| TEXTAUSSCHNITT |
++++
Es liegt wohl daran, dass er nie von Zeile 5 wegkommt, da br.readLine() nie fertig wird wenn es nichts mehr zu holen gibt .. nur wie kann ich das verhindern  :?:


----------



## Murray (8. Jun 2006)

Einwegdose hat gesagt.:
			
		

> Leider funktioniert ja die Methode br.ready() nicht, da diese ja immer "false" zurückgibt (wieso eigentlich ?).


ready() liefert dann true, wenn man aus dem Stream mindestens ein Zeichen lesen kann, ohne dass die read-Methode blockiert (also wartet, bis wieder Daten zur Verfügung stehen).
Wenn ready() false liefert, dann kann man in diesem Moment keine Daten lesen; das bedeutet aber nicht, dass nicht irgendwann nochmal Daten kommen.

Wenn Du von einem Server so Daten lesen willst, dann musst Du entweder vorab wissen, wieviel Bytes oder auch Zeilen kommen werden, beim Lesen der Daten diese Information ermitteln (siehe den Content-Length-Heder in HTTP), oder aber einen Timeout verwenden (also wenn ready() eine gewisse Zeit lang immer false zurückgeliefert hat annehmen, dass keine Daten mehr kommen werdn).


----------



## meez (9. Jun 2006)

Einwegdose hat gesagt.:
			
		

> Ich weiss nicht, ob 50 Zeilen, 100 Zeilen oder 33 Zeilen kommen. Leider funktioniert ja die Methode br.ready() nicht, da diese ja immer "false"
++++
| BEREITGESTELLTES MATERIAL |
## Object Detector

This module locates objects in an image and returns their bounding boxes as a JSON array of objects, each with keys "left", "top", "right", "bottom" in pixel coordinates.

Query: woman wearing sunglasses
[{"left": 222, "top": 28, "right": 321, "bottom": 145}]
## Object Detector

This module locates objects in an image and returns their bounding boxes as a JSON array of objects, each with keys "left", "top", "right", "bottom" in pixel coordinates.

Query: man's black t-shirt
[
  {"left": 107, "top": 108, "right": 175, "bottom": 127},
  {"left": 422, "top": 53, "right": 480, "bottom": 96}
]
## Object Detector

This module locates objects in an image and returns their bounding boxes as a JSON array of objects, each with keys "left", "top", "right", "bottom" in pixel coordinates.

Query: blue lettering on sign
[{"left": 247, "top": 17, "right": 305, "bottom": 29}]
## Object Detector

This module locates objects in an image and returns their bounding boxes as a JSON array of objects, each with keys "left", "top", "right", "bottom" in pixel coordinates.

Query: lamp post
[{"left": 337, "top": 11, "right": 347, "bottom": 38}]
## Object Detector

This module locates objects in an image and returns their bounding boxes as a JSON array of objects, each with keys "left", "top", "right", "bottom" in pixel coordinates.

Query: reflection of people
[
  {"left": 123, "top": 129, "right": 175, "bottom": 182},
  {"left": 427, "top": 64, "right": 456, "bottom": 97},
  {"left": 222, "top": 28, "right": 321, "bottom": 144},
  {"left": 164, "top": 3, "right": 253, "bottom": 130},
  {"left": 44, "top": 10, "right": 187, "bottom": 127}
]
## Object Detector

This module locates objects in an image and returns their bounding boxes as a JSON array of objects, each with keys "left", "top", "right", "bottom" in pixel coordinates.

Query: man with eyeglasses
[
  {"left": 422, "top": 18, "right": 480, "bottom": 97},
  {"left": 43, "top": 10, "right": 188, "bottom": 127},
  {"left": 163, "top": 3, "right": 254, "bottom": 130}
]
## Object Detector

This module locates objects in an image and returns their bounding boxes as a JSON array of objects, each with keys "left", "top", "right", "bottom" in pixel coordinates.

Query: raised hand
++++
| AUFGABENSTELLUNG 1 |
Wann liefert ready() laut der Forumsdiskussion über readLine() und ready() den Wert true?
| AUFGABENSTELLUNG 2 |
Schreib bitte die Forumsdiskussion über readLine() und ready() ab der Stelle weiter, an der sie aufhört.

| ERGEBNIS 1 |
Wenn man aus dem Stream mindestens ein Zeichen lesen kann, ohne dass die read-Methode blockiert.

| ERGEBNIS 2 |
Wie schonmal gesegt, wird, wenn du auf einen FTP Server connectest, nie mehr als eine Zeile kommen.



			
				Einwegdose hat gesagt.:
			
		

> Es liegt wohl daran, dass er nie von Zeile 5 wegkommt, da br.readLine() nie fertig wird wenn es nichts mehr zu holen gibt .. nur wie kann ich das verhindern  :?:



Schliessen des Streams...das würde aber bedeuten, dass dein Program an mindestens einer Stelle weiterlaufen müsste Threads...
Du könntest natürlich auch ein wenig faken...Schick dem Server halt einen FTP quit Befehl...(SocketOutputStream)


Oder, geh halt auf einen HTTP Server, bis du genau weisst, wie man mit Protokollen umgehen muss  (Erleichtert für den Anfang einiges)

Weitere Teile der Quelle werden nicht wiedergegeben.